**TEXTO EXTRAÍDO**:
※ ※ ※

A constatação de que a companhia pretende entrar de vez no ringue com os grandes players no Brasil foi a resposta dada por Yaman Alpata à entrevista do CEO do Magazine Luiza, Frederico Trajano, à DINHEIRO, na semana passada, sobre possíveis vendas de produtos sem nota fiscal. O dirigente da AliExpress reagiu na mesma língua, ainda que no sentido figurado: “Somos pioneiros no combate a produtos falsificados e defendemos os direitos de propriedade intelectual. Ele (Trajano) precisa enxergar sua própria plataforma e não a dos outros”, disse. “Provavelmente não está nos mencionado. Deve estar falando de qualquer outra empresa chinesa.” Mas estava mencionando sim.
Ainda que Alpata critique o tom duro usado pelo CEO do Magalu, que cobrou mais rigor das autoridades brasileiras na fiscalização dos marketplaces estrangeiros , o fato é que ainda falta transparência para o AliExpress, que desembarca no Brasil sem abrir os números. O executivo disse que está nos planos construir um centro de distribuição no Brasil, mas não disse como, quando e nem qual o custo. “O centro é o núcleo da operação logística e já começamos a trabalhar nisso. Não posso dar data específica, mas posso dizer que será em breve”, afirmou o diretor de marketplace.
O caminho adotado pela empresa para realizar as entregas em território nacional será pelos Correios. Para Viviane Almeida, gerente comercial do AliExpress no Brasil, o processo de privatização da estatal é visto hoje como um “ponto de atenção” pela plataforma chinesa. “Essa é uma ameaça que a gente tem há algum tempo. Eles são um parceiro estratégico nesse primeiro momento, mas em curto prazo vamos incluir outros”, disse. Isso inclui novas transportadoras. A executiva também afirmou que não sabe se há interesse, por parte do grupo Alibaba, na participação do processo de compra da estatal brasileira de logística.
HORIZONTE Segundo Viviane, o Brasil hoje ocupa a quinta posição no ranking do marketplace internacional da AliExpress, o que faz do país um grande mercado para a empresa também em vendas locais. “Já existia essa visibilidade da entrada, principalmente pelo tamanho do e-commerce brasileiro. É como se fosse um capim alto que precisa ser cuidado. É uma grande oportunidade.” Somente no ano passado, pelo menos 18 milhões de pessoas fizeram compras na internet pela primeira vez desde o início da pandemia, segundo a Associação Brasileira de Comércio Eletrônico (Abcomm).

※ ※ ※

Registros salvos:
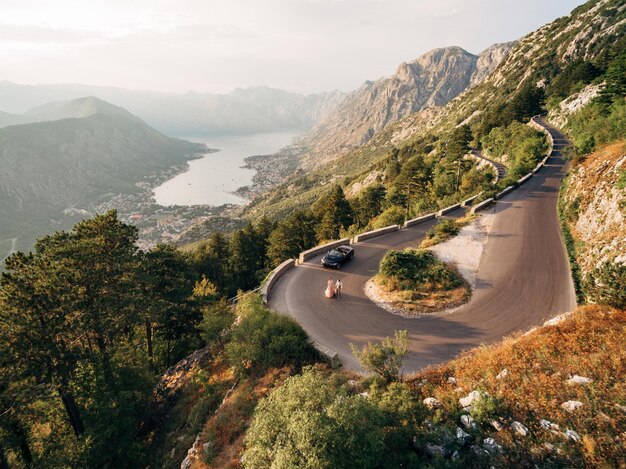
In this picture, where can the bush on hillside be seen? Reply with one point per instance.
(393, 215)
(263, 339)
(412, 269)
(311, 421)
(523, 146)
(384, 360)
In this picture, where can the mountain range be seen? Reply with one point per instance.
(255, 109)
(86, 148)
(431, 80)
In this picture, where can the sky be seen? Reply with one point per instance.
(217, 45)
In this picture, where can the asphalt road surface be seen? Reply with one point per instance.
(523, 280)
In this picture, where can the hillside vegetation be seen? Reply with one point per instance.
(552, 398)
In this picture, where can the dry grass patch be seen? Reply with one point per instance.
(588, 343)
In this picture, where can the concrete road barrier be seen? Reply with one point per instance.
(374, 233)
(418, 220)
(447, 210)
(482, 205)
(469, 201)
(273, 277)
(504, 192)
(306, 255)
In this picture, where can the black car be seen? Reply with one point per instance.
(337, 257)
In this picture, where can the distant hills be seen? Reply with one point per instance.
(257, 109)
(86, 148)
(356, 139)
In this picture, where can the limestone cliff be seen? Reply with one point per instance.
(431, 80)
(595, 206)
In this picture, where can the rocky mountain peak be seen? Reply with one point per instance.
(432, 79)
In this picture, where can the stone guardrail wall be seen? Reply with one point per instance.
(306, 255)
(504, 192)
(469, 201)
(418, 220)
(372, 234)
(274, 275)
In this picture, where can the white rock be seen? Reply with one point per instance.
(571, 406)
(468, 422)
(431, 402)
(469, 399)
(503, 374)
(490, 445)
(480, 451)
(580, 380)
(519, 429)
(497, 425)
(461, 434)
(547, 425)
(572, 435)
(434, 450)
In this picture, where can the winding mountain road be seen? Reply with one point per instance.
(523, 279)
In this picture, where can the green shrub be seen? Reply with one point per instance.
(264, 339)
(408, 265)
(393, 215)
(385, 360)
(444, 229)
(312, 422)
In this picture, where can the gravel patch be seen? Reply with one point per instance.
(465, 250)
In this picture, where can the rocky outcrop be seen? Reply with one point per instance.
(489, 59)
(431, 80)
(559, 116)
(594, 203)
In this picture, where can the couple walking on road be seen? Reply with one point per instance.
(333, 288)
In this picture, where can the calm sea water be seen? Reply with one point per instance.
(212, 179)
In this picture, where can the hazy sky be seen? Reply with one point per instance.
(216, 45)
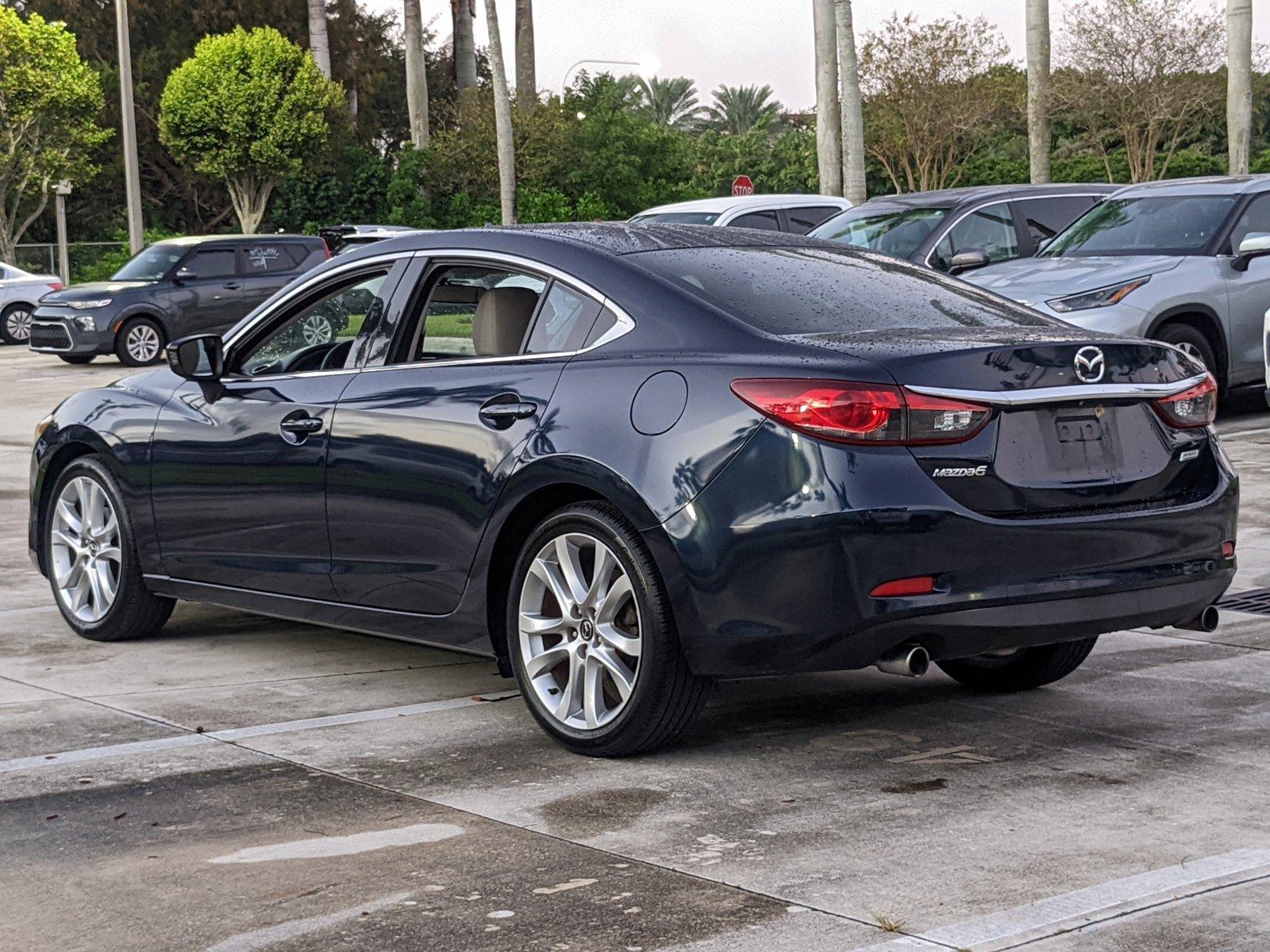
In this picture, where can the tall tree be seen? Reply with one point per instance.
(668, 102)
(318, 41)
(502, 117)
(48, 106)
(464, 44)
(738, 109)
(852, 107)
(1238, 84)
(416, 74)
(526, 70)
(829, 116)
(1039, 121)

※ ※ ※

Continue a reportagem sobre a chegada do AliExpress ao Brasil a partir da última frase apresentada.

**RESPOSTA ESCRITA**:
Outra questão sem resposta pela empresa chinesa está no horizonte de sellers e vendedores que já estão na plataforma. “Há uma enorme demanda nas primeiras semanas e já ultrapassamos expectativas que tínhamos em mente”, afirmou Alpata. “De acordo com minha impressão, vamos ter muitos vendedores”, disse o executivo turco, sem detalhar o número. Outro ponto sobre o qual ainda não há resposta assertiva é a chegada no Brasil do sistema de pagamento Alipay, no mesmo molde do adotado pelo Magazine Luiza, que anunciou na semana passada a maquininha Magalupay. A plataforma chinesa irá adotar a forma de pagamento por meio da fintech Stone e também pelo Pix.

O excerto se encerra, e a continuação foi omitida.